[PASSAGE SHOWN]
--- START ---
Barbiturates are commonly taken in conjunction with other drugs, including alcohol, other barbiturates, benzodiazepines, sedatives, and other central nervous system depressants, such as narcotic pain medications. Combining these drugs results in enhancement of the central nervous system depressant effects of the drugs and can lead to serious issues in both the short- and long-term.
The most serious short-term issue would be an overdose associated with amobarbital use. The symptoms of overdose can include:
- Severe confusion
- Extremely decreased or even lost reflexes
- Poor judgment, irritability, and even aggression
- Extremely slowed breathing, shortness of breath, and/or decreased heart rate
- Lethargy, sedation, unconsciousness, or a comatose state
An overdose on amobarbital can be fatal due to the drug shutting down areas of the brain that control breathing and heart rate. Combining amobarbital with other central nervous system depressants enhances these potential effects.
Other Health Issues Associated with Abuse
Other short-term effects of abuse of amobarbital and other barbiturates can occur. Some of these include:
- Problems with forming new memories
- Irregular menstrual cycles in females and impotence in males
- Increased sensitivity to noise
- Increased sensitivity to pain
- Problems sleeping
- Respiratory issues that result from chronic use of the drug and are due to the effects of respiratory suppression caused by the drug
- Psychotic behaviors, including hallucinations and/or delusions
Short-term issues can evolve into chronic issues that can include:
- The development of a sedative, hypnotic, or anxiolytic use disorder (a substance use disorder as a result of abusing amobarbital)
- The development of physical dependence on amobarbital
- Damage to the liver as a result of taking high doses of the drug
- Long-term cardiac problems
- Long-term cognitive issues that stem from brain damage associated with respiratory suppression (a lack of oxygen to the brain) and the direct effects of the drugs
- Movement disorders as a result of long-term brain damage
- Sexual disorders
- The diagnosis of other psychological/psychiatric disorders in addition to a substance use disorder
- Potential overdose
Whenever there is concern that a person may have a formal substance use disorder, the person should be evaluated by a licensed mental health professional. Only trained clinicians can formally diagnose substance use disorders. A person with a sedative, hypnotic, or anxiolytic use disorder as a result of amobarbital abuse has developed a severe form of mental illness that can be fatal (withdrawal from barbiturate drugs can be fatal). These individuals require long-term treatment in order to help them control their behavior.
The initial step is to convince the person to enter treatment and then get the person into a physician-assisted withdrawal management program (a medical detox program) to help them safely get through the withdrawal process. Other interventions could be initiated during this phase of the treatment. After the withdrawal management program has been completed, the person should enroll in a long-term treatment program that includes:
- Continued medical management and medically assisted treatments as needed
- Formal substance use disorder therapy in either individual sessions, group sessions, or in both individual and group sessions
- Strong family and peer support
- Continued abstinence from amobarbital and any other drugs, including alcohol
- Long-term participation in treatment
Success is strongly related to the amount of time an individual stays in treatment. Individuals who remain in treatment for years have the best overall outcomes. For many people, recovery is a lifetime process and an overall way of life instead of a short-term solution to a very serious problem.
--- END ---
[TASK GOAL]
Repeat the amobarbital passage word for word, from "Barbiturates are commonly" to "short- and long-term.".

[RECORDED INFORMATION]
--- START ---
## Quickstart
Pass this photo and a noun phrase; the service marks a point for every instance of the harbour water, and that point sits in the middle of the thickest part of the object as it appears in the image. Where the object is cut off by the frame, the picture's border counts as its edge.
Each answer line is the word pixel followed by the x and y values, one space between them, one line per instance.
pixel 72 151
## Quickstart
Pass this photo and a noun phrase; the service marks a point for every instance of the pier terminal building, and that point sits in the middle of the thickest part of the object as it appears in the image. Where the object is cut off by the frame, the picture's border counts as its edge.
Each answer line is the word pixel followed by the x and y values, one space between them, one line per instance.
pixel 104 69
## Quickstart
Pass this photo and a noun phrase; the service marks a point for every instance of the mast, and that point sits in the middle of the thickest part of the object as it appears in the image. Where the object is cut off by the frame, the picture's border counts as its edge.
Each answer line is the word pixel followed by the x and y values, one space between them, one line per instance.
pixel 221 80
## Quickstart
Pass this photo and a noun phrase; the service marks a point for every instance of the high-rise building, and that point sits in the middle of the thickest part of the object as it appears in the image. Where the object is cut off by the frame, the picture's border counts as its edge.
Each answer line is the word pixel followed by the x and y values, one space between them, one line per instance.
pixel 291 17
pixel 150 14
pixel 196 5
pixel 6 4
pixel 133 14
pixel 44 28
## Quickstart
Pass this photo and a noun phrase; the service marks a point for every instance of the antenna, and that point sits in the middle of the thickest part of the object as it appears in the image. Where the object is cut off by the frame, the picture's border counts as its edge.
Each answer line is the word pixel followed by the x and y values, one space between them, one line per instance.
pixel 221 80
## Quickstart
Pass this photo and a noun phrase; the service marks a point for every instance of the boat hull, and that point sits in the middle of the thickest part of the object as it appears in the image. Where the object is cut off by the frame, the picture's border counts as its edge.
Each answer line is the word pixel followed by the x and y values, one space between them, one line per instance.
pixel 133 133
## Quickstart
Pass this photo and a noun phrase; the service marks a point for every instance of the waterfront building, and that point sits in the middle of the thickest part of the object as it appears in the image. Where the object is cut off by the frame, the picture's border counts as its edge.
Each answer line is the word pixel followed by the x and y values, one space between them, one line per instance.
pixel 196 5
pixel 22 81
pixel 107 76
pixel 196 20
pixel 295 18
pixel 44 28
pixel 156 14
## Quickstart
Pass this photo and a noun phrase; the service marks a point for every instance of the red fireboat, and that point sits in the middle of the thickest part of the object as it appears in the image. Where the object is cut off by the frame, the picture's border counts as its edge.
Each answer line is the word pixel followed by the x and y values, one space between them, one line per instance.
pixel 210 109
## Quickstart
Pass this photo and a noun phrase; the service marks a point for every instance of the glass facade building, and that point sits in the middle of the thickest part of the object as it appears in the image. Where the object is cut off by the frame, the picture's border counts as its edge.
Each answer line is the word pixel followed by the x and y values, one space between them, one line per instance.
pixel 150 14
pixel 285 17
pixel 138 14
--- END ---
--- START ---
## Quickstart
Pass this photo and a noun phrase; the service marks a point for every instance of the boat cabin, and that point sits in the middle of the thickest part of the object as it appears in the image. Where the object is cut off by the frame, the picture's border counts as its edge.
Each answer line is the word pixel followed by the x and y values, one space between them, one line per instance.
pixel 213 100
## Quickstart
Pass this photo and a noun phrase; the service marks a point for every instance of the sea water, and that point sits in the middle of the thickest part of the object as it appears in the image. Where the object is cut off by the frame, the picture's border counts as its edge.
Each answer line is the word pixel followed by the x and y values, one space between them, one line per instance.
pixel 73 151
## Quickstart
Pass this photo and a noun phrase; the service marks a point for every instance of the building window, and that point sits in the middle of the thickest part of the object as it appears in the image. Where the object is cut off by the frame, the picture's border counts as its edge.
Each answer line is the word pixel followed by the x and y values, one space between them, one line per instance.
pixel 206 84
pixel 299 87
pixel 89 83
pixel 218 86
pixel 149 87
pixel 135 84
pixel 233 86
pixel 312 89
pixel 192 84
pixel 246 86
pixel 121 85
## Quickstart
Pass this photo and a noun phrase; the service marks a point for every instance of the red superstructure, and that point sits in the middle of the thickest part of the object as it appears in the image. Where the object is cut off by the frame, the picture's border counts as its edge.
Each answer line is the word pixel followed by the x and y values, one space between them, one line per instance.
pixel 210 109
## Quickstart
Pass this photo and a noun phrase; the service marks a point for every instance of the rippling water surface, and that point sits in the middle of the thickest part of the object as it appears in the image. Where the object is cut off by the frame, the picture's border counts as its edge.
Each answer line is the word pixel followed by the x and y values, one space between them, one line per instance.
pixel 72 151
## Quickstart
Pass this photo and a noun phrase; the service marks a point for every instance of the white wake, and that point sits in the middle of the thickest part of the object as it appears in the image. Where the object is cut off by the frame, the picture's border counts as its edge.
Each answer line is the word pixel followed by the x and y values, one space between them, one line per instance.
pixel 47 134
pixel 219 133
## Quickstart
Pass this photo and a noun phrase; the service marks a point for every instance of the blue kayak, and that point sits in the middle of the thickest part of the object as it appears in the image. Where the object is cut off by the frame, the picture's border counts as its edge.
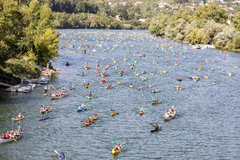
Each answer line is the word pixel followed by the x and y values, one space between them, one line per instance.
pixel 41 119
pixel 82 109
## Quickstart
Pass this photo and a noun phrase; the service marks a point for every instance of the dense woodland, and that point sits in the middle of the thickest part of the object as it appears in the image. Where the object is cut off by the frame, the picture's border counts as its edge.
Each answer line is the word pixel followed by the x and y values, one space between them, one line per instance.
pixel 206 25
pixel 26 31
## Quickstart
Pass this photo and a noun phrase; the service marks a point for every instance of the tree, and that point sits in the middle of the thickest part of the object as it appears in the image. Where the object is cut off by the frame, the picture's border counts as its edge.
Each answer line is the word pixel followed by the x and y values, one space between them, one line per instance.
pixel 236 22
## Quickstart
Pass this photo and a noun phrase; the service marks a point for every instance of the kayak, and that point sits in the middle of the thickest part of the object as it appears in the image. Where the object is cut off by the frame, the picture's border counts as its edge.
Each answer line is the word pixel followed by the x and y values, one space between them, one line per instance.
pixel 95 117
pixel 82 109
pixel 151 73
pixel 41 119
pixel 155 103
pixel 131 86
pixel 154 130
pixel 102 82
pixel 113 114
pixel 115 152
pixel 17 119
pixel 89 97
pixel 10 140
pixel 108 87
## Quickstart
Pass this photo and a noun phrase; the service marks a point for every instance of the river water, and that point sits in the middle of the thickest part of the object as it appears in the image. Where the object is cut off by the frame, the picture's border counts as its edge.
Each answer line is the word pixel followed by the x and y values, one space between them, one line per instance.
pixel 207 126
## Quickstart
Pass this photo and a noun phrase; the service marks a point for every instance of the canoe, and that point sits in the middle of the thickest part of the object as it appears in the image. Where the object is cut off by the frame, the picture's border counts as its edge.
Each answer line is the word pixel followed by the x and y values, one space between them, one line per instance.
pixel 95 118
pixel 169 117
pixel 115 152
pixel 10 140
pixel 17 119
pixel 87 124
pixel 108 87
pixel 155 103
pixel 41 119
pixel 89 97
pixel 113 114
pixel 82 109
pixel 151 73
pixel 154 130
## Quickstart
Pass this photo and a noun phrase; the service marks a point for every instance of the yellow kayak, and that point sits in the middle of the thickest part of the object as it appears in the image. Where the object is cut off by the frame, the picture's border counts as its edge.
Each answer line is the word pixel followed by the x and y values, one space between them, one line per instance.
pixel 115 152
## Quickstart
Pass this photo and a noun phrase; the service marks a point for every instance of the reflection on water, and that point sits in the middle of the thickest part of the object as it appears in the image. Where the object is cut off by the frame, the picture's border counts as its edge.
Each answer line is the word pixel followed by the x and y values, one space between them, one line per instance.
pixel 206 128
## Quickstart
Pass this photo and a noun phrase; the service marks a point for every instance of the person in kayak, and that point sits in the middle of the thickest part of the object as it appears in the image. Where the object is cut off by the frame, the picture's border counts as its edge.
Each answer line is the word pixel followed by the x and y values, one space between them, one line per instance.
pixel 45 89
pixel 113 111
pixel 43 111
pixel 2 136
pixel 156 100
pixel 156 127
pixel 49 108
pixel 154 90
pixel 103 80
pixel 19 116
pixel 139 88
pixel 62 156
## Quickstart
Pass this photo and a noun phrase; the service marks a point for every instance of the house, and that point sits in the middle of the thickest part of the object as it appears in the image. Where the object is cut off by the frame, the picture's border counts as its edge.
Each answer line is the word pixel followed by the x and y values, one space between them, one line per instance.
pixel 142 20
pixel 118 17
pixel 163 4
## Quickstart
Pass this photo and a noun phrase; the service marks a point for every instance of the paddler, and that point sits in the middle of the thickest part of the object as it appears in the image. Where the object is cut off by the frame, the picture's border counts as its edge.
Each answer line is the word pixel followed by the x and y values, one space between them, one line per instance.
--- END ---
[EXERCISE RESULT]
Barbiturates are commonly taken in conjunction with other drugs, including alcohol, other barbiturates, benzodiazepines, sedatives, and other central nervous system depressants, such as narcotic pain medications. Combining these drugs results in enhancement of the central nervous system depressant effects of the drugs and can lead to serious issues in both the short- and long-term.